[What you need to do]: Set down all of the entries exactly, leaving nothing out.

[Data for analysis]:

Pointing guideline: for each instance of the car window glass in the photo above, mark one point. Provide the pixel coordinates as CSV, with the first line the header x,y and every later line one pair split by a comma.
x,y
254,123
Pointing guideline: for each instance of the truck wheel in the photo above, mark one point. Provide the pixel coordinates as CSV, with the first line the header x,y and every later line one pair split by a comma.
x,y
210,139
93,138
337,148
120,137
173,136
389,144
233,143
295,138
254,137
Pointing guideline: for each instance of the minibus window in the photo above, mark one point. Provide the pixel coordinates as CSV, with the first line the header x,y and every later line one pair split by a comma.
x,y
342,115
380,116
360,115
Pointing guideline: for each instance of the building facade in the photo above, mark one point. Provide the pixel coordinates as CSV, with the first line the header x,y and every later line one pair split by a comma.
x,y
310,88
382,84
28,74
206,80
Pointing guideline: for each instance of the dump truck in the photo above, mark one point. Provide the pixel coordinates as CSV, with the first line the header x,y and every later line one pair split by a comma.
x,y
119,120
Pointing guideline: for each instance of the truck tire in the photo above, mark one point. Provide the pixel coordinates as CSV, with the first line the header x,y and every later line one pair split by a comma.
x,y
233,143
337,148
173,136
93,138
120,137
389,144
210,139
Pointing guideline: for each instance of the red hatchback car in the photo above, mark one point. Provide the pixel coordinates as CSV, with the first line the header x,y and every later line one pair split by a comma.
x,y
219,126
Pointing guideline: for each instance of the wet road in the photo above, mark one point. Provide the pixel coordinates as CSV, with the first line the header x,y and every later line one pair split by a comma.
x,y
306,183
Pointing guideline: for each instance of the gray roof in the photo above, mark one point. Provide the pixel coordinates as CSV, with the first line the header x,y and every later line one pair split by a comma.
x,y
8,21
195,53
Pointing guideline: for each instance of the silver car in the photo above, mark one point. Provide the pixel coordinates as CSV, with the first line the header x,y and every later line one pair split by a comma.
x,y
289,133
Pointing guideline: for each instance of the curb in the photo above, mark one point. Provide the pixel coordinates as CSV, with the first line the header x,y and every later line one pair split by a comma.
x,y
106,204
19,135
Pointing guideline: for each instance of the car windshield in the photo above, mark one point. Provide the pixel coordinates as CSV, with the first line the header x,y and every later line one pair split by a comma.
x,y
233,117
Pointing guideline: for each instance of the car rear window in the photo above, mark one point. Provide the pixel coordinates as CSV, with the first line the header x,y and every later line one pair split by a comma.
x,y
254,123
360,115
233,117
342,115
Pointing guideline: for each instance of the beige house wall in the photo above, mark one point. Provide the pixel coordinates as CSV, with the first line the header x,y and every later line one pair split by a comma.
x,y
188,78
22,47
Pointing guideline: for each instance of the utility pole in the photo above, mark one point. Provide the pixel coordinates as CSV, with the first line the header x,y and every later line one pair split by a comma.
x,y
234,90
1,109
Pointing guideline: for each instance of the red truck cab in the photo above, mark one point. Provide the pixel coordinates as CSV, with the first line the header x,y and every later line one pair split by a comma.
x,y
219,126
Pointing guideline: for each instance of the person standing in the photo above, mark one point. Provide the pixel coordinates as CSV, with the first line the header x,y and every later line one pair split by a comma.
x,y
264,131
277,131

[Task result]:
Pointing guideline: for each instance of the car window glass in the photo above, mark one point. Provide the pixel coordinates as CSV, with the first line the header x,y and every later line one pair split by a comma.
x,y
254,123
Pointing guideline: for each instance of the truck wheel in the photo above, mark one point. Provide the pixel coordinates as CSV, with the first line the header x,y and every later line one pair split by a comma.
x,y
210,139
93,138
337,148
120,137
173,136
389,144
233,143
295,138
254,137
Pointing guideline: for each instance of the minibus window in the photo above, mark one point. Provide the pixel coordinates as CSV, with the first line the header x,y and every later line one pair split by a comma.
x,y
342,115
380,116
360,115
Pointing guideline: for each instance of the building facade in the photo above, mark one point. Provide the pixel coordinates as CSV, with the first line the header x,y and every later line one pair split by a comma.
x,y
310,88
382,84
28,74
206,80
Pointing guideline: for each instance of the dump truck in the photo above, mark one point. Provide the pixel coordinates as CSV, with the first line the header x,y and every later line one pair split by a comma.
x,y
119,120
Pointing guideline: for each instance of the truck tire in the photo above, mark one point. Provide the pixel coordinates as CSV, with the first line the header x,y and every later line one pair split by a comma.
x,y
233,143
337,148
173,136
93,138
120,137
389,144
210,139
Pointing guideline: for each instance of the red hatchback car in the photo above, mark one point. Provide the pixel coordinates as CSV, with the first line the header x,y and every later line one pair split by a comma.
x,y
219,126
Pointing guideline: for each instance of the wet road in the photo above, mark one point. Provide the pixel coordinates as CSV, with the first line the header x,y and every later line one pair split by a comma.
x,y
306,183
Pointing guideline: for each instance of the gray roof in the photo above, mark one point. Provide the pixel coordinates as CSV, with the first line the header x,y and every later line one pair split by a comma.
x,y
8,21
195,53
Pointing guideline: for each instance of the silver car in the photo above, mark one point. Provide the pixel coordinates as CSV, with the first line the header x,y and every later line one pair split by a comma.
x,y
289,133
Pointing guideline: for each instance of the curb in the photo above, mark one point. Provide the pixel coordinates as CSV, with the first line the header x,y and every later line one pair split by a comma.
x,y
106,204
19,135
Pointing guideline: for each instance of the car windshield in the photo above, mark one point. Provide the pixel coordinates as CSV, with the first line the header x,y and every later line one pair split by a comma.
x,y
233,117
Pointing guideline: for each instance of the car rear window in the photo above, mark one point. Provide the pixel coordinates as CSV, with the first line the header x,y and every later line one pair split by a comma.
x,y
254,123
360,115
233,117
342,115
Pointing guideline: for each instance of the beige house wall in the photo above, mark one point. Provide the pixel coordinates as CSV, with the first line the header x,y and every later line one pair split by a comma.
x,y
188,78
22,47
Pointing guideline: for each instance of the utility pole in the photo above, mark one point. Provide the pixel coordinates as CSV, with the first line the header x,y and every later line one pair split by a comma.
x,y
234,90
1,109
Pointing guideline: for each instance of the red truck cab in the photo above, mark one point. Provide the pixel coordinates as CSV, with the first line the header x,y and every later line one pair split by a comma.
x,y
219,126
Pointing guideline: for each instance of the person standing in the photo above, mark one point. Provide the pixel coordinates as CSV, with the first line the header x,y and every later line one pair split by a comma.
x,y
264,131
277,131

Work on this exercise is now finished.